TRY IT: Go through the entries below and print each one exactly, leaving out pictures.

(EXERCISE MATERIALS)

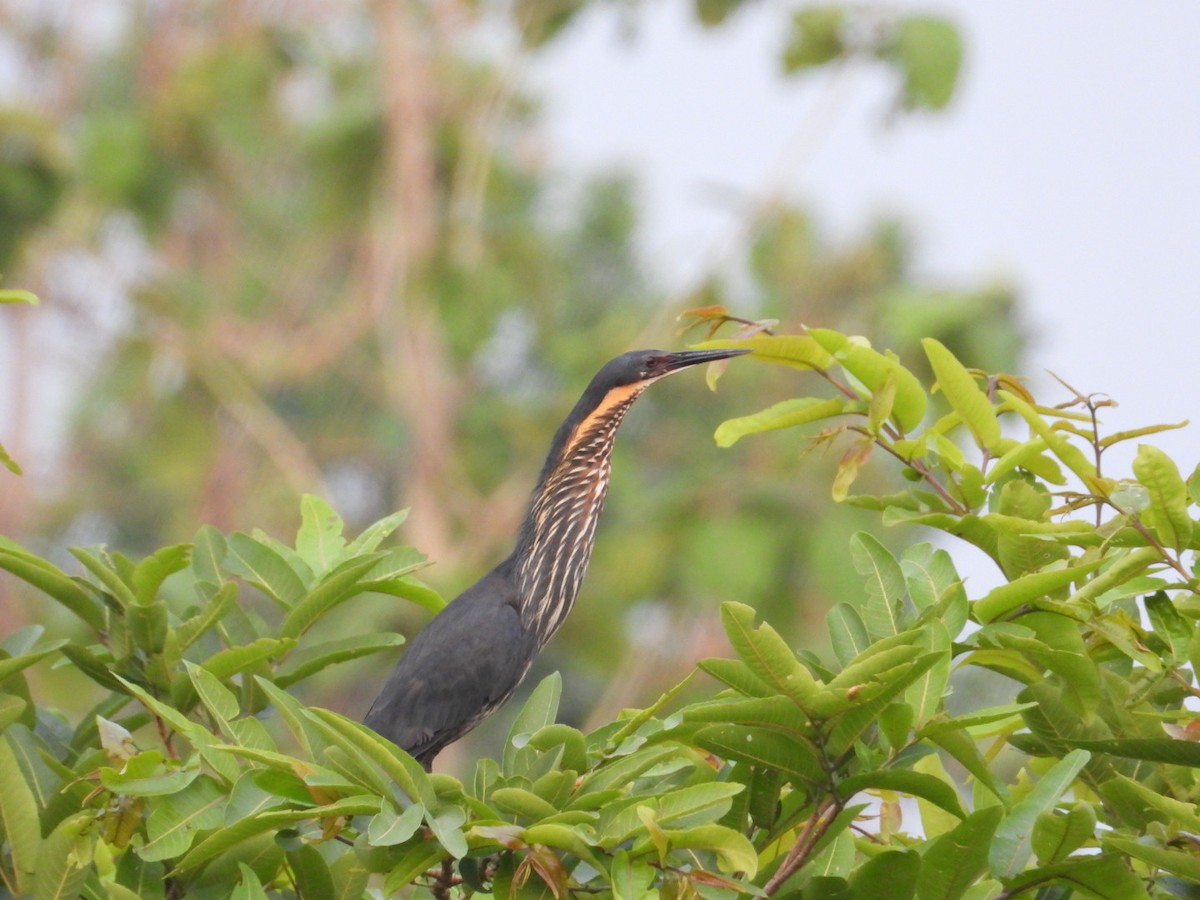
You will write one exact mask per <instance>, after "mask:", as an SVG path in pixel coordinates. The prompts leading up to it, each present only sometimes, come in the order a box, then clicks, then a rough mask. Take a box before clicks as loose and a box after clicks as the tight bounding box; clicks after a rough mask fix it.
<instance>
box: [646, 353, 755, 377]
mask: <svg viewBox="0 0 1200 900" xmlns="http://www.w3.org/2000/svg"><path fill="white" fill-rule="evenodd" d="M746 353H752V350H748V349H736V350H731V349H720V350H679V352H678V353H667V354H665V359H666V365H665V370H666V371H667V372H674V371H676V370H679V368H686V367H688V366H696V365H700V364H701V362H715V361H716V360H719V359H730V358H731V356H740V355H743V354H746Z"/></svg>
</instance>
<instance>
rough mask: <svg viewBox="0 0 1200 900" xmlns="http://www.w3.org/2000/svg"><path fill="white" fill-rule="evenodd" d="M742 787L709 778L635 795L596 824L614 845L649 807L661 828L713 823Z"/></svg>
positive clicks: (634, 828) (637, 820) (737, 785)
mask: <svg viewBox="0 0 1200 900" xmlns="http://www.w3.org/2000/svg"><path fill="white" fill-rule="evenodd" d="M502 790H511V788H502ZM744 790H745V786H744V785H740V784H736V782H715V781H709V782H707V784H698V785H691V786H689V787H682V788H679V790H676V791H667V792H665V793H662V794H659V796H658V797H646V798H637V800H636V802H632V803H630V804H628V805H625V806H624V808H623V809H620V810H619V811H617V812H616V814H614V815H611V816H608V815H604V814H602V817H601V824H600V827H599V832H600V836H601V841H602V844H604V846H606V847H616V846H618V845H620V844H624V842H625V841H626V840H629V839H630V838H631V836H634V835H635V834H636V833H638V832H640V830H642V816H643V810H644V809H649V810H650V811H652V812H653V814H654V820H655V821H656V822H658V823H659V824H660V826H664V827H666V826H668V824H670V826H673V827H676V828H686V827H691V826H697V824H708V823H712V822H715V821H716V820H719V818H720V817H721V816H724V815H725V814H726V812H728V810H730V808H731V806H732V804H733V797H734V796H736V794H738V793H740V792H742V791H744ZM497 793H499V791H497Z"/></svg>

(End EXERCISE MATERIALS)

RESPONSE:
You will write one exact mask per <instance>, after "mask:", as an SVG path in pixel coordinates. The prompts leading up to it, each present only sometimes, come in the order a box, then clicks, then a rough mask. Take a box before clicks as loose and a box after clicks as the tight bounding box; clicks after a rough mask fix it.
<instance>
box: [646, 353, 755, 377]
mask: <svg viewBox="0 0 1200 900" xmlns="http://www.w3.org/2000/svg"><path fill="white" fill-rule="evenodd" d="M746 353H752V350H748V349H736V350H731V349H720V350H679V352H678V353H667V354H665V359H666V365H665V370H666V371H667V372H674V371H676V370H679V368H686V367H688V366H696V365H700V364H701V362H715V361H716V360H719V359H730V358H731V356H740V355H743V354H746Z"/></svg>
</instance>
<instance>
rough mask: <svg viewBox="0 0 1200 900" xmlns="http://www.w3.org/2000/svg"><path fill="white" fill-rule="evenodd" d="M742 787L709 778L635 795L596 824L614 845L649 807L661 828L713 823Z"/></svg>
positive clicks: (634, 828) (637, 820) (737, 785)
mask: <svg viewBox="0 0 1200 900" xmlns="http://www.w3.org/2000/svg"><path fill="white" fill-rule="evenodd" d="M502 790H511V788H502ZM744 790H745V786H744V785H740V784H736V782H715V781H709V782H707V784H698V785H691V786H689V787H682V788H679V790H676V791H667V792H665V793H662V794H659V796H658V797H646V798H637V800H636V802H632V803H630V804H628V805H625V806H624V808H623V809H620V810H619V811H617V812H616V814H614V815H611V816H608V815H604V814H602V817H601V824H600V827H599V832H600V836H601V841H602V844H604V846H606V847H616V846H618V845H620V844H624V842H625V841H626V840H629V839H630V838H631V836H634V835H635V834H636V833H638V832H640V830H642V816H643V810H644V809H649V810H650V811H652V812H653V814H654V820H655V821H656V822H658V823H659V824H660V826H664V827H666V826H668V824H670V826H673V827H676V828H686V827H691V826H697V824H708V823H712V822H715V821H716V820H719V818H720V817H721V816H724V815H725V814H726V812H728V810H730V808H731V806H732V804H733V797H734V796H736V794H738V793H740V792H742V791H744ZM497 793H499V791H497Z"/></svg>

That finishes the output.